[EXCERPT]
──────────

You can’t add teleportation into a game after the fact. You have to design it for teleportation from the ground up for that to work. You can only add smooth motion after the fact, since it’s the superior control scheme. That’s the issue, teleportation limits game design.
And yes, there are games were teleportation works well, simple single-player point&click exploration games work fine. But everything involving action and movement just takes a turn for the worse if developers are adding teleportation.
To name an example since you claim no one has done it take a look at half life alyx.
Half Life: Alyx is an example of exactly what I am talking about. It’s a far worse game than Half Life 2, as being designed around teleportation turned it into a static shooting gallery.
by moving in the room where you are playing so you can walk, dodge, crawl, etc….
Developers gave up on roomscale years ago. Everything these days has to work sitting or standing in place, without walking around, as that’s how the majority of peoples actually play VR. Valve tried to hype up roomscale in the early days, but as it turns out nobody really wants, and nobody has the space for making that work well anyway. Taking two steps only to hit the chaperone is no fun and constantly interrupts the flow of the game, sticking to controller based locomotion gives a much better experience.
But I don’t want to play those games in vr…
I would. And most other gamers seem to agree, as nobody wants to play mediocre VR games we have today, as can be seen by the general disinterest in VR. VR hype used to be based around it being the “next level” of gaming, futuristic scifi tech, yet the current VR games just feel like a total downgrade compared to what we can have on a monitor.
Thanks for clarifying your position. You seem to be the type i was describing. Well except that you didn’t claim everyone can get used to it and anyone who can’t is because they are not trying. As te technology stands, making games that only a fraction of the target audience that want and can consume it is not a great idea. Instead you say that most people want what you want and ignore the statistics.
I agree with your opinion that games that cater to me are better than games that don’t.
When you have the choice between making games that 20% of the audience can’t play, but everybody wants or making games that everybody can play, but 80% don’t even care about, the first option is the better one. VR however worked itself into a corner going far to much for the later one, maximum accessibility by making VR look boring, small scale and limiting, the exact opposite of everything it should represent. The result is that nobody wants or cares about VR anymore.

──────────

[SOURCE EXCERPT]
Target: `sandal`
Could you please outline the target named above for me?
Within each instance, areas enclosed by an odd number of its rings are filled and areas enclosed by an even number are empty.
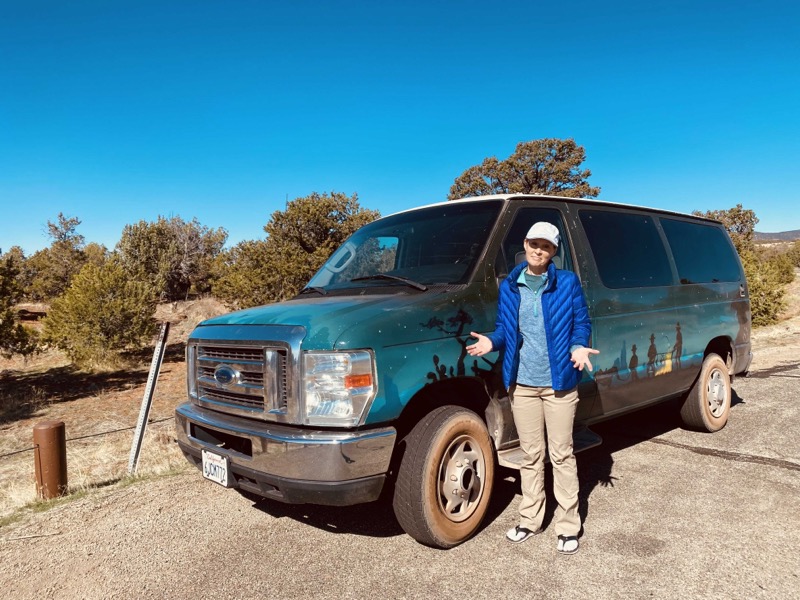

──────────

[DESCRIPTION OF THE TASK] In the VR locomotion discussion, which game is called far worse than Half Life 2 because it was designed around teleportation?

[SOLUTION TO THIS PROBLEM] Half Life: Alyx.